__GESTELLTE AUFGABE 1__
Tausche in der Liste „newspaper“ gegen „gazette“ aus, und zwar in den Zeilen ab der Zeile mit „Check that every instance of the white paper“ bis einschließlich der Zeile mit „[[167, 303], [135, 305], [448, 488]]“. Gib nur diese Zeilen wieder und lass alles andere unverändert.

# [Xorg] Sehr hohe Auslastung nach Suspend2Disk

## Finswimmer

Hi,

nach dem Aufwachen habe ich seit neuestem eine Auslastung von 80-90%.

Wenn ich mich aus KDE auslogge, den X-Server neu starte, ist wieder alles ok.

Kann ich irgendwie herausfinden, warum X soviel CPU-Last verursacht?

Danke

Tobi

----------

## Finswimmer

Hmm. Liegt wohl eher am Firefox, denn wenn ich den schließe, geht die Last sofort zurück.

Mal schauen, ob ein Update hilft...

Tobi

----------

## firefly

passiert das immer oder nur wenn du im firefox vorher eine seite mit flash geöffnet hattest? Denn ich könnte mir vorstellen das es daran liegen könnte oder an einem anderen plugin/addon

----------

## Finswimmer

Hmm.

Nach Update von xorg-server und firefox scheint das Problem behoben zu sein.

Ich hoffe das Beste...

Tobi

----------

## Klaus Meier

Was hast du denn für eine Graka? Normalerweise sollte das Problem an den Treibern liegen, die nicht alle nach einem Suspend rundlaufen. Firefox ist da eher unwarscheinlich. Höchstens, dass da ein Modul entladen und dann wieder geladen wird. Xorg passt da schon eher.

----------

## Finswimmer

02:00.0 VGA compatible controller: nVidia Corporation G72 [GeForce 7300 SE] (rev a1)

__VERFÜGBARE DATEN__
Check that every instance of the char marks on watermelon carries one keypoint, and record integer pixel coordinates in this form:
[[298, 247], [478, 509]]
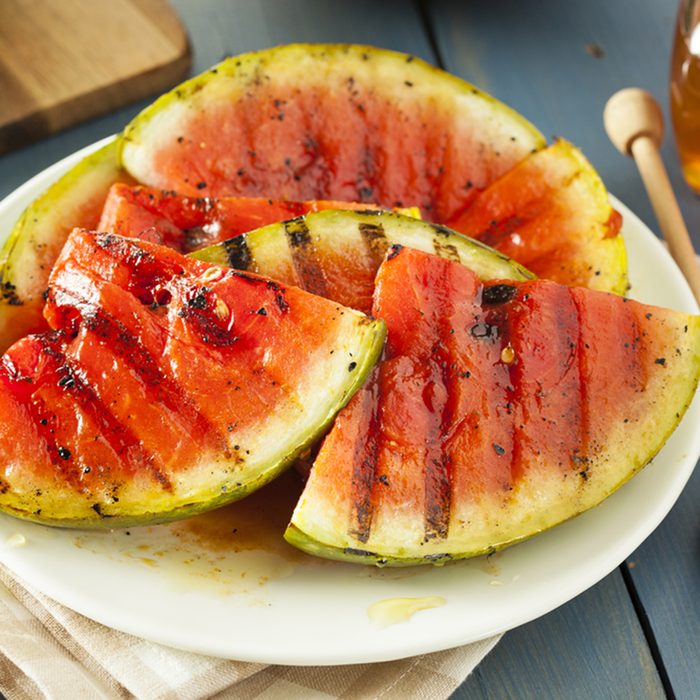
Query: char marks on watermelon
[[187, 223], [500, 409], [552, 214], [337, 253], [168, 386], [339, 122]]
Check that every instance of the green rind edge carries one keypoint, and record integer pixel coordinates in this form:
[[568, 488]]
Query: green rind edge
[[375, 337], [299, 538], [226, 68]]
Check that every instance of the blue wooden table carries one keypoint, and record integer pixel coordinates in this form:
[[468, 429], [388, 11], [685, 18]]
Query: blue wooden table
[[637, 633]]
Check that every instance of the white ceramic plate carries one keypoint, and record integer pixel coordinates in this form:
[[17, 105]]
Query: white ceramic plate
[[186, 586]]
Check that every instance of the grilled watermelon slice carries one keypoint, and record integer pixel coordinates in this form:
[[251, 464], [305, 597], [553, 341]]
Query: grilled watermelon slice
[[328, 121], [168, 387], [336, 254], [26, 259], [552, 214], [500, 409], [190, 223]]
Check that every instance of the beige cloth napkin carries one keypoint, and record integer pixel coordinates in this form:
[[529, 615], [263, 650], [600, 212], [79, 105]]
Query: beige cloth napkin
[[47, 650]]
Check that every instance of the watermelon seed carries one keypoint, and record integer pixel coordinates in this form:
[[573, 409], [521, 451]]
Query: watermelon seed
[[221, 309], [507, 354]]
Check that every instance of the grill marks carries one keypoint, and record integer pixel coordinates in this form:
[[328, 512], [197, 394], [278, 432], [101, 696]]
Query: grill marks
[[123, 343], [366, 453], [115, 433], [527, 379], [305, 258]]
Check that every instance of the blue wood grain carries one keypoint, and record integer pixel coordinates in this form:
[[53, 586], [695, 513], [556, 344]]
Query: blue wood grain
[[591, 648], [524, 53], [218, 28], [666, 575], [540, 57]]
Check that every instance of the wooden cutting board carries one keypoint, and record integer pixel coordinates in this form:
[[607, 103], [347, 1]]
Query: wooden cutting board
[[63, 61]]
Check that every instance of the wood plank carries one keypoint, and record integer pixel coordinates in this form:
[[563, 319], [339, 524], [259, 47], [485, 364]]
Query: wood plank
[[558, 63], [218, 28], [593, 647], [666, 575], [61, 63]]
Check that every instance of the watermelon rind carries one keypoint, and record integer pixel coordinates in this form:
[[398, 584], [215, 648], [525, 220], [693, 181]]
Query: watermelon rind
[[333, 371], [500, 133], [542, 499], [571, 208], [270, 250], [35, 241]]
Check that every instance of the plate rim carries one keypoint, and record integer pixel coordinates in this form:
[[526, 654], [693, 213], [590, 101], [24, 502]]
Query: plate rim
[[403, 645]]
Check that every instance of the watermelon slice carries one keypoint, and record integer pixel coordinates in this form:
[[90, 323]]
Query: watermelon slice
[[168, 387], [326, 121], [190, 223], [552, 214], [336, 254], [500, 409], [26, 259]]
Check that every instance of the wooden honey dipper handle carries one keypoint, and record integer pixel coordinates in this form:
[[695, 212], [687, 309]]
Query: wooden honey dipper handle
[[635, 125]]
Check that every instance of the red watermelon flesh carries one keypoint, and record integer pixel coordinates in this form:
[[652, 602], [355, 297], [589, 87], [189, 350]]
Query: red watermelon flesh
[[499, 410], [552, 214], [340, 122], [191, 223], [166, 386]]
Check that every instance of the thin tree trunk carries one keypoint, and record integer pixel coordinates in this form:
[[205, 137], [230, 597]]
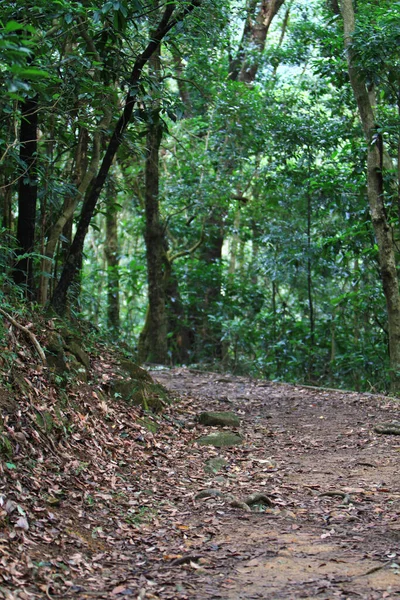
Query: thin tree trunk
[[112, 255], [153, 345], [73, 260], [382, 228], [27, 195], [258, 35]]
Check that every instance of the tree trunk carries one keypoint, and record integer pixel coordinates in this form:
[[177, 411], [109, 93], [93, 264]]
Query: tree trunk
[[73, 260], [257, 37], [112, 256], [153, 345], [27, 195], [382, 228]]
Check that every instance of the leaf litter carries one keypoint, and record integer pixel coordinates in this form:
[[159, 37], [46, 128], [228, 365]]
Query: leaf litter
[[94, 504]]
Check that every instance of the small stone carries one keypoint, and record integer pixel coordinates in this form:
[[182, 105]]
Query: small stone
[[223, 439], [214, 465], [219, 419]]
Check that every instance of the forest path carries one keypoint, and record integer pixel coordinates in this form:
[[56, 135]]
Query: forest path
[[111, 510], [299, 444]]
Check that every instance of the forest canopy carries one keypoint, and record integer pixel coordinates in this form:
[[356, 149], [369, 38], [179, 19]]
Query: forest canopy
[[213, 184]]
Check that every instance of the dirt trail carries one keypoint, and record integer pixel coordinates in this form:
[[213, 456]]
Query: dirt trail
[[109, 511], [299, 445]]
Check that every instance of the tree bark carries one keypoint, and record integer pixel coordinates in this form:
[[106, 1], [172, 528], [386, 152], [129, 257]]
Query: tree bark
[[382, 228], [153, 345], [257, 38], [27, 195], [112, 256], [167, 22]]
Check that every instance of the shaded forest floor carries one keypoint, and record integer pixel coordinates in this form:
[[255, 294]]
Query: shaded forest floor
[[111, 511]]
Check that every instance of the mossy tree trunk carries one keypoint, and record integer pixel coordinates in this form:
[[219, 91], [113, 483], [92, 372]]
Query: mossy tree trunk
[[112, 256], [153, 345], [27, 195], [377, 158]]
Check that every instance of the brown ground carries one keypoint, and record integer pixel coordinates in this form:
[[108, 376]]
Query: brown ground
[[127, 525]]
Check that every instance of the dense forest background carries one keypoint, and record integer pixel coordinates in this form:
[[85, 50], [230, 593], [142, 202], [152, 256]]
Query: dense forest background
[[211, 183]]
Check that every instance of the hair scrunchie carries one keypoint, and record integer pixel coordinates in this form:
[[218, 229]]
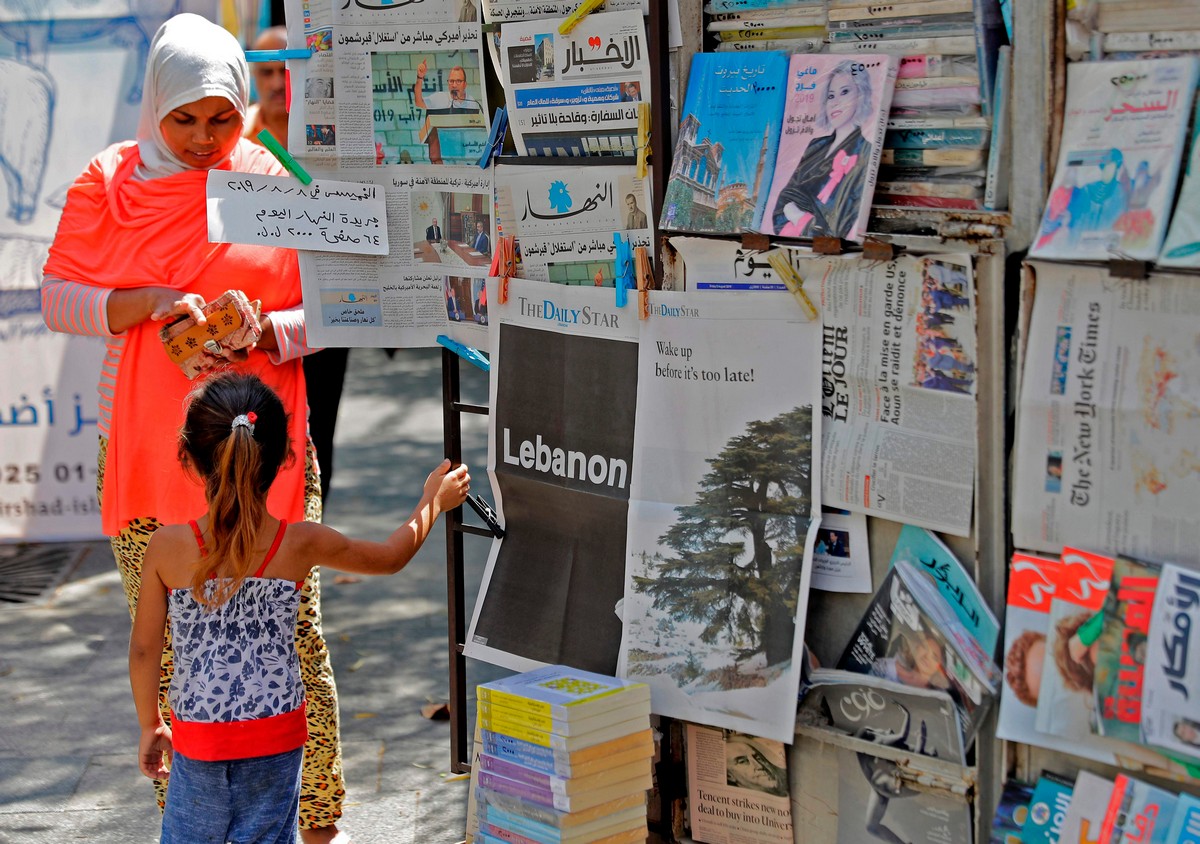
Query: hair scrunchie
[[245, 420]]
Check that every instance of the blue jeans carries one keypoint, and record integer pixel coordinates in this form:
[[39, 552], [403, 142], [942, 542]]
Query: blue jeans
[[244, 801]]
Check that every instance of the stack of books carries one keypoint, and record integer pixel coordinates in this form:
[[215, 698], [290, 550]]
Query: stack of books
[[946, 113], [792, 27], [565, 756]]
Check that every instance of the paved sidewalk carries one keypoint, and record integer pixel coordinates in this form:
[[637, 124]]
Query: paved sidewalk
[[67, 730]]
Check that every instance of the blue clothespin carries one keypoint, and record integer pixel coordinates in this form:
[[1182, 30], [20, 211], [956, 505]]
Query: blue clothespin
[[623, 268], [496, 137], [279, 55], [466, 352]]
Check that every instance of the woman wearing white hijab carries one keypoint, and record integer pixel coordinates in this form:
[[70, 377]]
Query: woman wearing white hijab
[[131, 252]]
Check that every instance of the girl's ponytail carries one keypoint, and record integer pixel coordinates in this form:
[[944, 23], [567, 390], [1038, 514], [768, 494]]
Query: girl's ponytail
[[235, 438]]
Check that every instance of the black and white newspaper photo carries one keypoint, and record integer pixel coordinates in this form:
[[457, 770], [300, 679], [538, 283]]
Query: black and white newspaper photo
[[725, 508], [561, 454], [737, 788]]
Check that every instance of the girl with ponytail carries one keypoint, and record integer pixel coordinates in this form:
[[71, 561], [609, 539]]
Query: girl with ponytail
[[229, 582]]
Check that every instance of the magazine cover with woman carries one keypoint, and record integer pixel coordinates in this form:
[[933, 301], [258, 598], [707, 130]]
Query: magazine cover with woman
[[829, 145]]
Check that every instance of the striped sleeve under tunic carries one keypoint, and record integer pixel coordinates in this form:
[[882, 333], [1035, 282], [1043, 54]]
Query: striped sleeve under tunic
[[75, 307]]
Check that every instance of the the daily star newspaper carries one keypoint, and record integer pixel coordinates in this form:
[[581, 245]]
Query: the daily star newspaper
[[724, 508], [431, 281], [1109, 415], [898, 385], [388, 84], [564, 217], [576, 94], [737, 788], [561, 454]]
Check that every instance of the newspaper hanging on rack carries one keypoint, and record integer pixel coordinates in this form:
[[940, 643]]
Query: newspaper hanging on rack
[[564, 217], [431, 281], [1109, 415], [898, 387], [502, 11], [389, 84], [598, 485], [725, 507], [571, 95]]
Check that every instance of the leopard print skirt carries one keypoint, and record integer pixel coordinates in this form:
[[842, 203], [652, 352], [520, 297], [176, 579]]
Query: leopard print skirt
[[322, 790]]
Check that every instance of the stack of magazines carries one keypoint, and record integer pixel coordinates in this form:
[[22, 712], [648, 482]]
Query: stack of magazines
[[1097, 660], [946, 113], [928, 627], [792, 27], [565, 755], [1095, 808]]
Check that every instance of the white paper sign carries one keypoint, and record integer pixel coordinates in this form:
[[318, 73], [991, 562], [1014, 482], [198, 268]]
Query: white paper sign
[[273, 210]]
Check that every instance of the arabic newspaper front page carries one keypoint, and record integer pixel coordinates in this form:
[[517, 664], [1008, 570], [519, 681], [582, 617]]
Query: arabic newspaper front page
[[576, 94], [564, 217]]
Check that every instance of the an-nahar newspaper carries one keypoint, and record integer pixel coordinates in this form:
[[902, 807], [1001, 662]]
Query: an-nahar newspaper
[[1108, 430], [899, 385]]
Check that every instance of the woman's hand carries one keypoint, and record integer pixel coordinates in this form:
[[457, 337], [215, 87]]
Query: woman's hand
[[167, 303], [135, 305], [448, 488]]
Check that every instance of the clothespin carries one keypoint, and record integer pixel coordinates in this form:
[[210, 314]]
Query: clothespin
[[645, 275], [279, 55], [643, 137], [623, 269], [504, 265], [496, 137], [787, 274], [580, 12], [277, 150], [466, 352]]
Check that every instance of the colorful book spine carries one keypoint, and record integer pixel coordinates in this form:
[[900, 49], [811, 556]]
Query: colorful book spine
[[498, 718], [564, 785], [563, 802], [562, 692], [936, 138], [557, 761], [1186, 821], [995, 195]]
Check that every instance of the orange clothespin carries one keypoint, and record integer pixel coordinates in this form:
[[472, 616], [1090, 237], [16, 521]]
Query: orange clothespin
[[645, 275], [503, 265], [792, 280]]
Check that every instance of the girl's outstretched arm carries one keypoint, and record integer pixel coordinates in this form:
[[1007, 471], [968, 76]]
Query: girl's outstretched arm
[[444, 490], [145, 659]]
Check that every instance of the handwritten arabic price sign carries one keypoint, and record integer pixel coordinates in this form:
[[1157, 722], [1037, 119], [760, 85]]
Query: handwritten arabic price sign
[[324, 216]]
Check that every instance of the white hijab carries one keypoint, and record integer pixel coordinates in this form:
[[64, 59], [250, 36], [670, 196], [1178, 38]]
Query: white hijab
[[190, 59]]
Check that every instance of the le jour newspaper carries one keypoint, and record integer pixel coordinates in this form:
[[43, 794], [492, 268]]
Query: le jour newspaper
[[898, 375], [899, 387]]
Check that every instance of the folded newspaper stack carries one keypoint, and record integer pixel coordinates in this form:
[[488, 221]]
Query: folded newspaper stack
[[564, 756]]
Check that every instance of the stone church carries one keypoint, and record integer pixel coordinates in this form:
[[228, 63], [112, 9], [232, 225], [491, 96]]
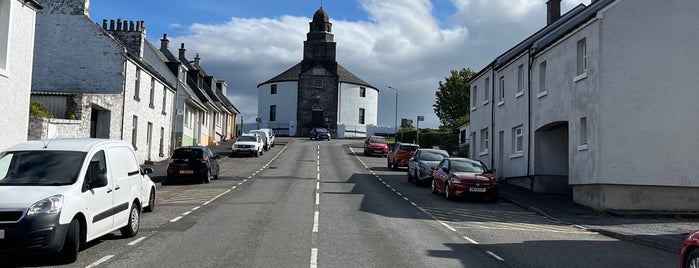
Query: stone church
[[318, 92]]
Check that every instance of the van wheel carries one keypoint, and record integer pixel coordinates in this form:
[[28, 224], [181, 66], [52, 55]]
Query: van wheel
[[131, 228], [69, 252], [151, 202]]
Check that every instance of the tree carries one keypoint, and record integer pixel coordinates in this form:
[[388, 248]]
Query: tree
[[453, 98]]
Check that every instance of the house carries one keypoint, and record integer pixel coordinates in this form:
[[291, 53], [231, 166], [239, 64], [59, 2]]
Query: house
[[101, 81], [318, 92], [17, 33], [600, 104]]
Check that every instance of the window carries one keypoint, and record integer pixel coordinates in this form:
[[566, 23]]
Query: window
[[164, 101], [520, 80], [134, 133], [517, 140], [137, 86], [272, 113], [486, 92], [542, 77], [501, 95], [583, 131], [361, 115], [484, 141], [151, 102], [582, 57], [474, 97], [4, 34]]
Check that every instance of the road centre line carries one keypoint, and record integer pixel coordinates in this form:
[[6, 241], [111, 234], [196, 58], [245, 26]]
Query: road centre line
[[100, 261]]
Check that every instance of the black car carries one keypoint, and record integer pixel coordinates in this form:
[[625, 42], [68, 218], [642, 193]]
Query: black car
[[320, 133], [196, 163]]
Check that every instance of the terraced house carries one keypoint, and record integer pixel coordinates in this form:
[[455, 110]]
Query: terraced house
[[600, 103], [17, 26]]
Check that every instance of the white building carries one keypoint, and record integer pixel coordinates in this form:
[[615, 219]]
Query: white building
[[600, 103], [103, 79], [318, 92], [17, 27]]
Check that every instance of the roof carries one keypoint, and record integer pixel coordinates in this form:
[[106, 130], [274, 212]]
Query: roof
[[78, 145], [292, 74]]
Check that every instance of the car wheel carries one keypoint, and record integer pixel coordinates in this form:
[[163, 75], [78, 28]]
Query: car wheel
[[692, 260], [447, 195], [151, 202], [69, 252], [131, 228]]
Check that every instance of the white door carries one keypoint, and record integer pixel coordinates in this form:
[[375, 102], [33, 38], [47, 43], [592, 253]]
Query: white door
[[99, 200]]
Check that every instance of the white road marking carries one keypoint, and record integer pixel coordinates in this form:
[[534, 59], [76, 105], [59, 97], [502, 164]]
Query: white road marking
[[137, 241], [98, 262]]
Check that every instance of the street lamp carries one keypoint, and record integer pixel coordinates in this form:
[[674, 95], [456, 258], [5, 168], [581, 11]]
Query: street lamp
[[395, 122]]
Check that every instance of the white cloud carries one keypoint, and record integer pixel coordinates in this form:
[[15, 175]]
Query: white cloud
[[401, 44]]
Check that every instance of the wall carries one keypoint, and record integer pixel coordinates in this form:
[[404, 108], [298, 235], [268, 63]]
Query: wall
[[15, 79]]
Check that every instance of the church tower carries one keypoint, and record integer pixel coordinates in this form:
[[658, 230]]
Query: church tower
[[318, 80]]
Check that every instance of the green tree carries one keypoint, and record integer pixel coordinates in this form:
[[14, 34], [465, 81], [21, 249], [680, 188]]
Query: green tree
[[453, 98]]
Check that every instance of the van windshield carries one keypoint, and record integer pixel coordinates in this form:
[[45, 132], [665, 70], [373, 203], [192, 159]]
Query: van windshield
[[42, 168]]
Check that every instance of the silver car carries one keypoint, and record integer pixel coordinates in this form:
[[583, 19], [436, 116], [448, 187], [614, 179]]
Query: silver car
[[421, 163]]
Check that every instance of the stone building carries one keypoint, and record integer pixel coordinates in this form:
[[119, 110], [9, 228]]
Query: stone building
[[318, 92]]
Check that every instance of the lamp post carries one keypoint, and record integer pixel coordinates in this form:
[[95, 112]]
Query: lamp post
[[395, 122]]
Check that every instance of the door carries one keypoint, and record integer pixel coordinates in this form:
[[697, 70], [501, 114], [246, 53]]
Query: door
[[99, 200]]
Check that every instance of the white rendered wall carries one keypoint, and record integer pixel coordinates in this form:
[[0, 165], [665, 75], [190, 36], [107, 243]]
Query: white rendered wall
[[15, 80], [350, 101], [285, 99]]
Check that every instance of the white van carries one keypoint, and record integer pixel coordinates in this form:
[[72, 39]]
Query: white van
[[56, 195]]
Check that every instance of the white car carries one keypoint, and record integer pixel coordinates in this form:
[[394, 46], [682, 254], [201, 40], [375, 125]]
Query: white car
[[250, 143], [56, 195]]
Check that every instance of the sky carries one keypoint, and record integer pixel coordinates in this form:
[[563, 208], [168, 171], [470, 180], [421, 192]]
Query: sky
[[407, 45]]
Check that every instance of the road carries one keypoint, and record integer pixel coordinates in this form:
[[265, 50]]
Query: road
[[323, 204]]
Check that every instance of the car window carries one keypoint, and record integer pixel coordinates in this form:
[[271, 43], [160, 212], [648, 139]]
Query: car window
[[40, 167], [432, 155], [467, 166], [188, 153]]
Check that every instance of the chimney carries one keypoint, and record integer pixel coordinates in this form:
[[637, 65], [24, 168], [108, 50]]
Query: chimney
[[182, 52], [553, 11], [164, 42]]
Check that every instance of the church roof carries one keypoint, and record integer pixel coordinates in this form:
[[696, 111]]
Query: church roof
[[292, 74]]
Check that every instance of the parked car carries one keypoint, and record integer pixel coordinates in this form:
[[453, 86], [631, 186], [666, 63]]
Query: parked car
[[421, 164], [689, 255], [266, 137], [375, 145], [196, 163], [320, 133], [249, 143], [58, 194], [271, 135], [464, 177], [400, 153]]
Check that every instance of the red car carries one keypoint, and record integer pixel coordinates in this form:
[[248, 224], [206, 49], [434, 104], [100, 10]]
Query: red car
[[375, 145], [456, 177], [689, 256]]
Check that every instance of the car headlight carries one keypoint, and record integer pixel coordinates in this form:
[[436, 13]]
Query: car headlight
[[49, 205]]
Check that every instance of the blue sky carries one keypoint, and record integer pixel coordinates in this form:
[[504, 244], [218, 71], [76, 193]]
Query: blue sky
[[409, 45]]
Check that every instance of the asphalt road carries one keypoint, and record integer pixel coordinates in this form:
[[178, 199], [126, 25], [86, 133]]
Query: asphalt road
[[323, 204]]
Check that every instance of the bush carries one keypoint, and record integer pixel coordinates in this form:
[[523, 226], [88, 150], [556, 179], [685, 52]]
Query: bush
[[38, 109]]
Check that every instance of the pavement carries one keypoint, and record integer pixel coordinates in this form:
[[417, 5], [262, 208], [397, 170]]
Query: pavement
[[661, 230]]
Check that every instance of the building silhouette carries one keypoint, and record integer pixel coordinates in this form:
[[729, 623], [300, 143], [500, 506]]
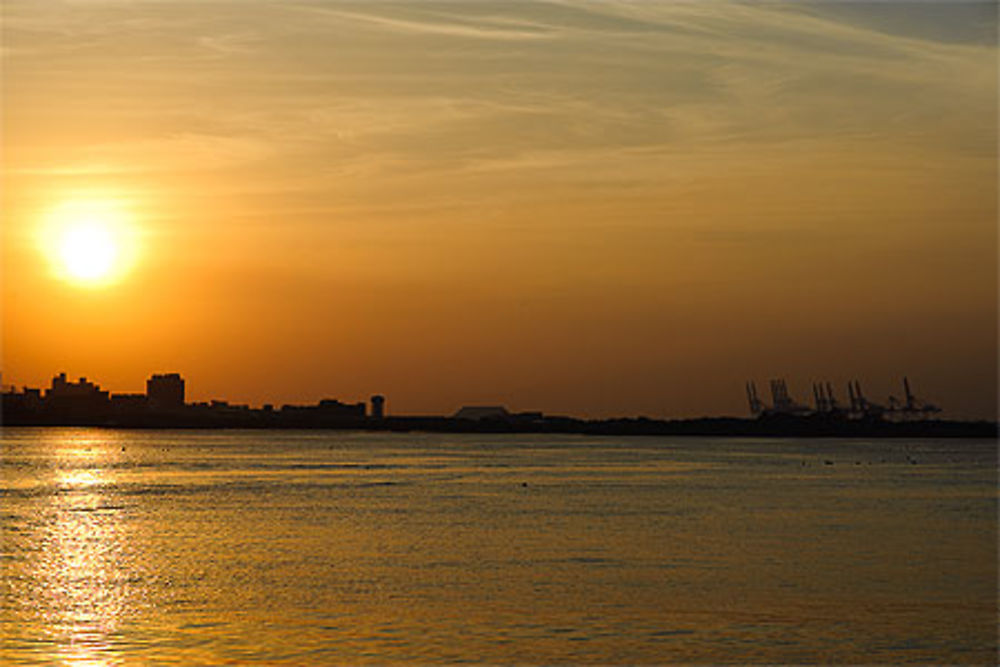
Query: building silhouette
[[165, 391], [378, 406]]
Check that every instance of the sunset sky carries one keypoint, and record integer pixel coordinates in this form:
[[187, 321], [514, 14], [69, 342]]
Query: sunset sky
[[587, 208]]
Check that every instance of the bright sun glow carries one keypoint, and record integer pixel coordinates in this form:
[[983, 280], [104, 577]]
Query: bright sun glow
[[89, 243]]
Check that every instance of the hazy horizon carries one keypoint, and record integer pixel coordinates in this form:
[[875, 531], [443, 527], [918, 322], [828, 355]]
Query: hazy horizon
[[587, 208]]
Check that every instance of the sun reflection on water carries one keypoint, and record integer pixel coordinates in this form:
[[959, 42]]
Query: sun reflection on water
[[80, 575]]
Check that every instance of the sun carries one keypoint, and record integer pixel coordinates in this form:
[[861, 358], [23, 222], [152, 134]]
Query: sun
[[89, 243]]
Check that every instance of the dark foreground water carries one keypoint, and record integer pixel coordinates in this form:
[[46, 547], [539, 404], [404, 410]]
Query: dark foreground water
[[325, 547]]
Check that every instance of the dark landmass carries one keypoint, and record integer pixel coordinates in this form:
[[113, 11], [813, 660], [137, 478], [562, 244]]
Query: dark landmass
[[768, 426], [84, 403]]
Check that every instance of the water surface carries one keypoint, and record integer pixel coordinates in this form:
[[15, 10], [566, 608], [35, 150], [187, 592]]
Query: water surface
[[319, 547]]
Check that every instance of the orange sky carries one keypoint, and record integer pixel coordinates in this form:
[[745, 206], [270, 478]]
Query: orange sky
[[587, 208]]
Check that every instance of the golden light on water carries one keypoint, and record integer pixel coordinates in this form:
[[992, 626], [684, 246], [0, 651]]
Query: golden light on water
[[90, 242], [80, 570]]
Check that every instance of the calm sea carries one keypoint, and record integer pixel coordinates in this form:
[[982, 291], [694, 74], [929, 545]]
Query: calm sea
[[336, 547]]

__GESTELLTE AUFGABE 2__
Prüfe, ob die folgenden Aussagen mit dem Forenthread über Xorg übereinstimmen. Antworte jeweils mit Ja oder Nein und zitiere die entscheidenden Worte des Textes wörtlich.
(a) Nach einem Neustart des X-Servers ist laut dem ersten Beitrag wieder alles in Ordnung.
(b) Klaus Meier hält Firefox für die wahrscheinlichste Ursache.
(c) Nach einem Update von xorg-server und firefox scheint das Problem behoben zu sein.

__VOLLSTÄNDIGE ANTWORT 1__
Check that every instance of the white paper sign carries one keypoint, and record integer pixel coordinates in this form:
[[318, 73], [991, 562], [1014, 482], [198, 268]]
Query: white paper sign
[[273, 210]]
Check that every instance of the arabic gazette front page carries one keypoint, and record integer pixel coordinates in this form:
[[517, 664], [1008, 570], [519, 681], [582, 617]]
Query: arabic gazette front page
[[576, 94], [564, 217]]
Check that every instance of the an-nahar gazette carries one keypoint, and record integer pixel coordinates in this form:
[[902, 807], [1001, 662]]
Query: an-nahar gazette
[[1108, 430], [899, 385]]
Check that every instance of the woman's hand carries one keypoint, and record integer pixel coordinates in this form:
[[457, 337], [215, 87]]
Query: woman's hand
[[167, 303], [135, 305], [448, 488]]

__VOLLSTÄNDIGE ANTWORT 2__
(a) Ja: „Wenn ich mich aus KDE auslogge, den X-Server neu starte, ist wieder alles ok.“
(b) Nein: „Firefox ist da eher unwarscheinlich.“
(c) Ja: „Nach Update von xorg-server und firefox scheint das Problem behoben zu sein.“